-------- LISTED RECORDS
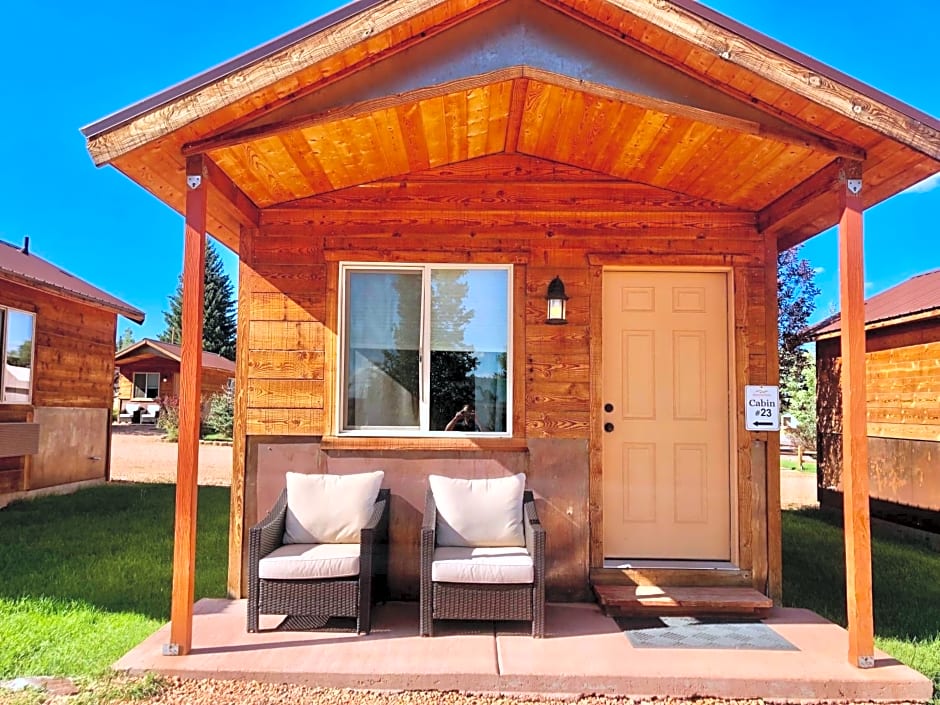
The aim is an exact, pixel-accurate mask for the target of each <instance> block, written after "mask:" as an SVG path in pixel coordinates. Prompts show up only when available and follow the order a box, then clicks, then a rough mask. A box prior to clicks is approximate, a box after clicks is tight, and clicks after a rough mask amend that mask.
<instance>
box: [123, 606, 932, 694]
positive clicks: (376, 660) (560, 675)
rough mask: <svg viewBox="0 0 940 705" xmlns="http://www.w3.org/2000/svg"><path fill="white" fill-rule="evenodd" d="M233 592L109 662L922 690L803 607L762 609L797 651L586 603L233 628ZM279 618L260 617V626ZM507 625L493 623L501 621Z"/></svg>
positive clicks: (275, 672)
mask: <svg viewBox="0 0 940 705" xmlns="http://www.w3.org/2000/svg"><path fill="white" fill-rule="evenodd" d="M245 606H246V602H245V601H244V600H235V601H232V600H221V599H205V600H200V601H199V602H198V603H196V605H195V610H194V611H195V616H194V619H193V650H192V653H191V654H189V655H187V656H163V655H162V646H163V645H164V644H165V643H167V642H168V641H169V625H166V626H164V627H163V628H161V629H160V630H158V631H157V632H156V633H154V634H153V635H151V636H150V637H149V638H148V639H147V640H146V641H144V642H143V643H142V644H140V645H139V646H137V647H136V648H135V649H133V650H132V651H131V652H130V653H128V654H127V655H125V656H124V657H123V658H122V659H121V660H120V661H118V662H117V663H116V664H115V665H114V668H115V669H118V670H122V671H125V670H126V671H130V672H132V673H140V672H147V671H153V672H157V673H162V674H165V675H176V676H180V677H184V678H216V679H223V680H257V681H263V682H271V683H296V684H302V685H307V686H319V687H336V688H358V689H370V690H371V689H379V690H460V691H471V692H489V693H507V694H508V693H526V694H534V693H537V694H543V695H559V696H560V695H564V696H571V695H580V694H584V695H587V694H602V695H624V696H674V697H691V696H709V697H719V698H764V699H767V700H776V701H784V700H785V701H795V700H802V701H807V700H809V701H818V700H827V701H833V700H834V701H878V700H881V701H894V702H898V701H909V702H912V701H913V702H916V701H927V700H929V699H930V696H931V690H932V689H931V684H930V682H929V680H928V679H927V678H926V677H925V676H923V675H921V674H919V673H917V672H916V671H913V670H911V669H909V668H907V667H906V666H904V665H902V664H900V663H898V662H897V661H896V660H894V659H892V658H891V657H890V656H888V655H886V654H884V653H881V652H878V653H877V654H876V666H875V668H873V669H869V670H859V669H855V668H852V667H851V666H849V664H848V663H847V658H846V653H847V634H846V632H845V630H844V629H842V628H841V627H839V626H837V625H835V624H832V623H830V622H828V621H826V620H824V619H823V618H822V617H819V616H818V615H816V614H814V613H812V612H810V611H808V610H801V609H774V610H773V612H772V614H771V616H770V617H769V618H768V619H766V620H764V623H765V624H767V625H768V626H770V627H771V628H772V629H773V630H774V631H776V632H777V633H778V634H779V635H780V636H782V637H783V638H785V639H786V640H787V641H789V642H790V643H791V644H793V645H794V646H795V647H796V648H797V650H796V651H744V650H739V649H734V650H718V649H706V650H699V649H637V648H634V647H633V646H632V645H631V644H630V641H629V639H627V637H626V636H625V635H624V633H623V632H622V631H621V630H620V629H619V628H618V626H617V624H616V623H615V622H614V621H613V620H612V619H609V618H608V617H606V616H604V615H603V614H602V613H601V612H600V610H599V609H598V607H597V606H596V605H593V604H551V605H549V606H548V609H547V614H546V623H547V624H546V638H545V639H532V638H531V637H530V636H529V635H528V631H527V630H528V625H522V626H517V625H515V624H513V623H509V624H506V625H503V624H501V623H497V625H496V627H495V628H494V626H493V624H492V623H486V622H480V623H473V622H463V623H449V622H437V623H436V626H435V633H436V635H435V636H434V637H431V638H422V637H420V636H418V606H417V604H415V603H395V602H393V603H389V604H387V605H380V606H378V607H377V608H376V610H375V611H374V612H373V627H372V633H371V634H369V635H366V636H359V635H356V634H355V633H353V632H351V631H349V632H341V631H320V632H278V631H266V632H261V633H258V634H249V633H247V632H246V631H245ZM278 622H279V619H278V618H276V617H262V622H261V627H262V629H266V628H273V627H274V626H275V625H276V624H277V623H278ZM504 627H505V629H504Z"/></svg>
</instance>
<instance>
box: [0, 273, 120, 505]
mask: <svg viewBox="0 0 940 705" xmlns="http://www.w3.org/2000/svg"><path fill="white" fill-rule="evenodd" d="M0 306H10V307H13V308H17V309H20V310H23V311H29V312H31V313H33V314H34V315H35V330H34V338H33V388H32V400H31V403H30V404H0V423H5V422H14V423H15V422H37V423H40V417H41V416H42V414H43V411H45V410H48V409H55V410H56V413H57V414H58V415H59V417H62V416H64V417H67V418H72V417H74V418H75V419H76V420H78V419H84V418H85V416H86V415H87V413H89V412H90V410H97V409H101V410H104V412H103V415H102V419H103V420H102V421H101V429H100V431H99V432H96V435H101V436H103V434H104V433H105V430H106V425H105V424H106V421H107V419H106V418H105V417H106V413H109V412H108V410H110V408H111V400H112V394H113V392H112V381H113V374H114V339H115V329H116V322H117V316H116V314H114V313H112V312H108V311H104V310H102V309H99V308H96V307H94V306H88V305H85V304H81V303H78V302H76V301H72V300H70V299H66V298H63V297H59V296H55V295H53V294H49V293H46V292H44V291H40V290H38V289H33V288H31V287H26V286H23V285H20V284H16V283H13V282H9V281H6V280H0ZM47 438H49V439H51V440H49V441H47V442H52V443H58V442H59V440H60V439H59V437H58V436H55V435H53V436H48V437H47V436H46V435H45V429H43V428H42V424H41V423H40V441H41V447H40V454H39V455H33V456H22V457H19V458H3V459H0V494H5V493H8V492H17V491H28V490H32V489H36V487H44V486H47V484H46V481H45V480H43V479H41V478H43V477H45V473H46V470H45V466H44V464H43V460H42V457H43V456H42V454H43V453H44V452H46V451H49V452H51V451H52V450H55V451H56V452H57V453H59V455H60V456H61V457H66V456H67V452H68V449H69V446H68V445H67V442H66V441H63V442H66V445H65V446H63V447H61V448H58V447H57V448H56V449H51V448H43V447H42V443H43V442H44V440H45V439H47ZM60 459H61V458H60ZM60 464H61V463H60ZM93 475H94V477H95V478H101V479H104V477H105V476H106V455H102V456H101V457H100V460H99V461H97V470H96V471H95V472H94V473H93ZM36 478H40V479H38V480H37V479H36ZM85 479H89V472H88V470H87V468H86V467H85V465H84V461H83V462H82V463H78V464H76V465H75V466H74V467H72V466H70V465H66V466H64V467H58V468H57V469H56V470H55V482H54V483H53V484H66V483H70V482H77V481H80V480H85ZM34 480H35V481H34ZM36 482H39V483H40V484H38V485H37V484H35V483H36Z"/></svg>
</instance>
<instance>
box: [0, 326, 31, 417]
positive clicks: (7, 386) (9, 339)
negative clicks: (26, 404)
mask: <svg viewBox="0 0 940 705" xmlns="http://www.w3.org/2000/svg"><path fill="white" fill-rule="evenodd" d="M35 331H36V317H35V315H34V314H32V313H27V312H26V311H18V310H16V309H13V308H0V348H2V350H3V385H2V387H0V403H5V404H29V402H30V399H31V398H32V388H33V340H34V339H35V337H36V336H35Z"/></svg>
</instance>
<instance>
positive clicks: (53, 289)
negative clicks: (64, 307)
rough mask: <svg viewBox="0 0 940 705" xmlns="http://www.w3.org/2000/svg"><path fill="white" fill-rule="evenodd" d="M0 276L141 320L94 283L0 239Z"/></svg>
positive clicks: (18, 247) (113, 296)
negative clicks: (90, 281) (78, 277)
mask: <svg viewBox="0 0 940 705" xmlns="http://www.w3.org/2000/svg"><path fill="white" fill-rule="evenodd" d="M0 279H7V280H9V281H13V282H16V283H17V284H22V285H23V286H28V287H31V288H33V289H41V290H42V291H46V292H49V293H52V294H56V295H58V296H64V297H65V298H67V299H72V300H74V301H78V302H80V303H83V304H89V305H92V306H97V307H99V308H103V309H106V310H108V311H112V312H114V313H119V314H121V315H122V316H124V317H125V318H129V319H130V320H132V321H134V322H135V323H143V322H144V312H143V311H141V310H140V309H138V308H135V307H134V306H131V305H130V304H129V303H126V302H124V301H121V300H120V299H118V298H115V297H114V296H111V294H108V293H107V292H105V291H102V290H101V289H99V288H98V287H96V286H92V285H91V284H89V283H88V282H86V281H84V280H82V279H79V278H78V277H76V276H75V275H74V274H69V273H68V272H66V271H65V270H64V269H60V268H58V267H56V266H55V265H54V264H52V263H51V262H47V261H46V260H44V259H43V258H42V257H38V256H37V255H35V254H33V253H31V252H29V250H28V247H25V246H24V247H17V246H16V245H11V244H10V243H8V242H3V241H2V240H0Z"/></svg>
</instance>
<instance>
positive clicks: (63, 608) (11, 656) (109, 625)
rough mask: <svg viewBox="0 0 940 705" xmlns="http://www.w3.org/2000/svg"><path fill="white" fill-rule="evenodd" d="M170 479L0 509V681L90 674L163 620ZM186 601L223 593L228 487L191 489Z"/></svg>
----------------
From the entries above, restate word for word the lines from the line containing "negative clicks: (64, 307)" to the line containing "positive clicks: (18, 247) (113, 296)", both ends included, and nothing more.

negative clicks: (64, 307)
rough mask: <svg viewBox="0 0 940 705" xmlns="http://www.w3.org/2000/svg"><path fill="white" fill-rule="evenodd" d="M0 276L141 320L94 283L0 239Z"/></svg>
positive clicks: (18, 247) (113, 296)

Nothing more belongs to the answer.